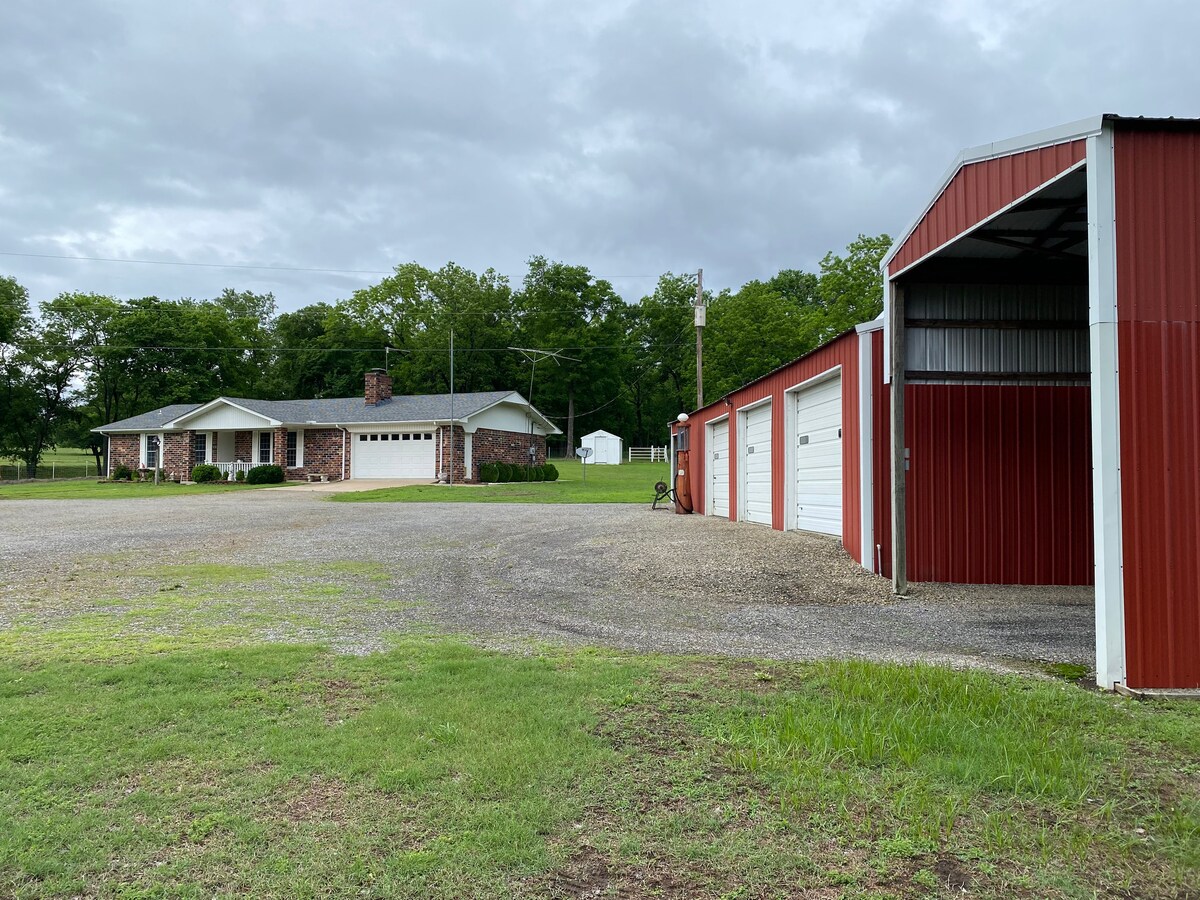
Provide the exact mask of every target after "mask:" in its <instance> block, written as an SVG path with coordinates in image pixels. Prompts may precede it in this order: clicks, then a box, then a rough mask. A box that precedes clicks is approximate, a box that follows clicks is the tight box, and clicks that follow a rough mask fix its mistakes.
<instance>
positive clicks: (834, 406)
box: [796, 374, 841, 535]
mask: <svg viewBox="0 0 1200 900" xmlns="http://www.w3.org/2000/svg"><path fill="white" fill-rule="evenodd" d="M796 527H797V528H798V529H800V530H803V532H821V533H822V534H836V535H841V376H840V374H839V376H836V377H834V378H829V379H828V380H824V382H820V383H817V384H814V385H812V386H811V388H805V389H804V390H802V391H797V394H796Z"/></svg>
= = =
● Problem details: Rewrite the entries above with every occurrence of "rough mask" changed to "coarse mask" and everything else left unchanged. Do not include the picture in your answer.

● Finished exercise:
Provide the exact mask of every target after "mask:" in its <instance> block, written as an SVG path with coordinates in image pixels. Prompts may precede it in this order: clicks, then a box, then a coarse mask. A box that precedes clicks is approximate, a box that follows clicks is the tight box, and clicks that follow a coarse mask fix its mistakes.
<instance>
positive clicks: (834, 406)
box: [796, 374, 841, 535]
mask: <svg viewBox="0 0 1200 900" xmlns="http://www.w3.org/2000/svg"><path fill="white" fill-rule="evenodd" d="M796 527H797V528H798V529H800V530H803V532H821V533H822V534H836V535H841V376H840V374H839V376H836V377H834V378H829V379H828V380H824V382H820V383H817V384H814V385H812V386H811V388H805V389H804V390H802V391H797V394H796Z"/></svg>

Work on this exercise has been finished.